**Raw data**:
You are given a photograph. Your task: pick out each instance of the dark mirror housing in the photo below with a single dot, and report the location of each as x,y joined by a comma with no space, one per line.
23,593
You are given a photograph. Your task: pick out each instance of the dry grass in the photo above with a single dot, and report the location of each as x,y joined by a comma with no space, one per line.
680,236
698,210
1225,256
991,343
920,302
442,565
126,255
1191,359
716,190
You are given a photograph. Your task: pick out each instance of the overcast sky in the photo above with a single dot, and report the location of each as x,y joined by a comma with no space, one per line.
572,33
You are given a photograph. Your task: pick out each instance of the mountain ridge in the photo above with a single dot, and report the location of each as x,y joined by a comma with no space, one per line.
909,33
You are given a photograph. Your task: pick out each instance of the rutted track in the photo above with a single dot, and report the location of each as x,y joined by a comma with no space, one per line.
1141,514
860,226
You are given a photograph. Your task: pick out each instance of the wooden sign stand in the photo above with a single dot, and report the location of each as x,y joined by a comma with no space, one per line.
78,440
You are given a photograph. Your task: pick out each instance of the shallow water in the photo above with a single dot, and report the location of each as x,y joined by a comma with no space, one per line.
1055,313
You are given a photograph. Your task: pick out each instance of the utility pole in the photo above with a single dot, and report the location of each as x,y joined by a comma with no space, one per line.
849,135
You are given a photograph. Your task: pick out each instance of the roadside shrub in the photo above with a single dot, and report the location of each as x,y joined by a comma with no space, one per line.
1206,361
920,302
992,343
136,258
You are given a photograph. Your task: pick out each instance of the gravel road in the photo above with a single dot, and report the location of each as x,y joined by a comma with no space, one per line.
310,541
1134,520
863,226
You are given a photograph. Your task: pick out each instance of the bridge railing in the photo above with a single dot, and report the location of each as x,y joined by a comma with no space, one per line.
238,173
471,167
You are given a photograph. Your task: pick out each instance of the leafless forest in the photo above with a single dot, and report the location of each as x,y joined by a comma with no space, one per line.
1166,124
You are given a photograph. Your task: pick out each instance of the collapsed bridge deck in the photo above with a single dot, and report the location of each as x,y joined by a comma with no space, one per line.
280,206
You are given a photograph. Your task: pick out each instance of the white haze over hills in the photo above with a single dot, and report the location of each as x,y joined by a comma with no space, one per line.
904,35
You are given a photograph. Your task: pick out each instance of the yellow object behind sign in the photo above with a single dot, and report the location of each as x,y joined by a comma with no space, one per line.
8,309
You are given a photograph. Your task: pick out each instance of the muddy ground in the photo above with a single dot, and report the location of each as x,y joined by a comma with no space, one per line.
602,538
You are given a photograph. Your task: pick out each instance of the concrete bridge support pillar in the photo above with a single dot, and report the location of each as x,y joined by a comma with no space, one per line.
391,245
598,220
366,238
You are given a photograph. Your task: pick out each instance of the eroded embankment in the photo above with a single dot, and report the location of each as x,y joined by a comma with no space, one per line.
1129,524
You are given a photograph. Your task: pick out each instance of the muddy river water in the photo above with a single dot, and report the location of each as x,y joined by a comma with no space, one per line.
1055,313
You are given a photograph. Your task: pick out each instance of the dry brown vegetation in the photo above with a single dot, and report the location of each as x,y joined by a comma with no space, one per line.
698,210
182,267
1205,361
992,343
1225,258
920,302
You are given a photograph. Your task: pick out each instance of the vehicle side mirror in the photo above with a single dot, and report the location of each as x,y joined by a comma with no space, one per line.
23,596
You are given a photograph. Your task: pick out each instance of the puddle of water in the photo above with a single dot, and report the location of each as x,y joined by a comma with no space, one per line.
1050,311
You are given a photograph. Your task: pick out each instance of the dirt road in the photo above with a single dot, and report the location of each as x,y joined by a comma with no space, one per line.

**Exercise directions**:
Copy the entries word for word. Leave nothing out.

**Exercise output**:
You are given a photograph. Your task: pick out each instance of the dark mirror housing in the photo below with a single dot, and report the location of each as x,y joined by a comma with no space, one per line.
23,593
You are given a photograph. Your task: pick out each instance of the dry grass in the photo above with a single dot, and report the location of each as x,y joined by a comma with no space, one per line.
680,236
698,210
1225,256
991,343
920,302
442,565
126,255
1191,359
716,190
You are given a photograph. Your task: pick out each instance of the overcast sky in the photo above with a single dot, and report the location of each as x,y joined by a comma with no space, one per line.
572,33
You are given a photograph. Your task: pick out each instance of the mountain ridge in the photo above with a single dot, and report the location of each as x,y joined by a comma with no space, one per line.
909,33
You are given a photograph. Your task: pick out each instance of the rutted track in the photo above with a single dot, and report the location of each as x,y joined by a comma with no space, one per line.
1141,514
860,226
You are given a photograph. Your task: pick out each instance of the wooden sign stand in the photo above with a single dot, and report the location of each as x,y joined by a comma with no space, one per line.
78,440
You are given a photograph. Your task: pick out each instance of the shallow water in the photo above with a single dot, and report the location of each as x,y joined by a comma with no space, one per line.
1055,313
You are given a photograph. Your task: pick out each instance of the utility pole in the photo above with a single dot, and report the location of each as x,y joined by a comma with no space, one per line.
849,135
You are given a photograph. Your task: pick out each instance of the roadside shrub in the photo above with a single dot, and report the location of each as x,y joined by a comma with no space, one per line.
1206,361
920,302
992,343
136,258
You are given a photograph. Your task: pick out each instance of the gravel road in the photo above with a single dot, and report the location of each as x,y joined by a comma with no space, one per line.
310,541
1134,520
863,226
You are given a photograph. Your task: pick out each instance of the bridge railing in the photo above with a single dot, and report the location of each as x,y joined by a comma with no space, one per line.
238,173
471,167
You are given a photograph. Your task: pick out each instance of the leafless forest in the photo above with a single dot, and report the location of each as x,y joined by a comma with no space, one per line.
1166,124
You are given a photograph. Your task: pick out each instance of the collapsed bridge deck in the photo above with a single dot, and report the location of each as x,y joined by a comma with no space, one per line.
280,206
You are given a photograph. Your task: pick out each instance of the white haze over hills in the photo above with a single dot, and report the location of each as x,y joined by a comma with no space, one per line.
904,35
You are given a photograph. Your task: pick out each instance of the yellow object behind sign in the photo above with a single dot, and report the location of each as x,y joined by a comma with no space, one per line.
8,309
You are given a photograph. Your task: pick out each instance of the muddy ground in the photo above with a single dot, and report the location of each as x,y joined by a comma with no space, one per line.
602,538
You are given a photograph. Your task: pick out each instance of the concrete bridge support pillar in the photo above with a single dot, and report the location of each as x,y joined by a comma with no space, one per line.
391,245
598,220
366,238
You are given a photograph. Your task: pick out each instance of the eroded embankment in the photo above with a single dot, and report the location of each as x,y joined by a comma with no space, one per line.
1129,524
You are given a photograph. Your task: pick out each instance of the muddy river water in the photo above with a single dot, and report the location of each as x,y joined by a comma with no space, one per line.
1055,313
You are given a photograph. Your task: pick out each instance of the dry brown vegetation in the photo above with a single dot, and report the location of each as x,y joined by a comma with no space, one per line.
698,210
182,267
1205,361
992,343
1225,258
920,302
You are given a photograph. Your task: pick out each instance of the vehicle side mirror in the photo above with a single dot, and report the location of each as x,y joined by a comma with no space, one per line.
23,596
You are given a photograph. Your task: pick out each instance of the puddle of water in the photo above with a single dot, and report the location of each as x,y joined by a comma with no space, one per line.
1050,311
You are given a photograph. Your task: pick out each instance of the dirt road in the photo above with a single dot, and report the location of each as x,y joined by a comma with no space, one per line.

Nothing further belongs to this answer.